Instructions for the task |
Please render every line of the listing below as a numbered list, omitting any blank lines.

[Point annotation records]

----------

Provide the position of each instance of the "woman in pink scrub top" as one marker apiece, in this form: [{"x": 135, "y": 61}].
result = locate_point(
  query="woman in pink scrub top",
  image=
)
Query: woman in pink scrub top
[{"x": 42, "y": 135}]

----------

Response below |
1. Provide the position of each instance of the "woman in pink scrub top" as one marker apiece, in this form: [{"x": 135, "y": 61}].
2. result = locate_point(
3.   query="woman in pink scrub top",
4.   image=
5. )
6. Query: woman in pink scrub top
7. [{"x": 42, "y": 135}]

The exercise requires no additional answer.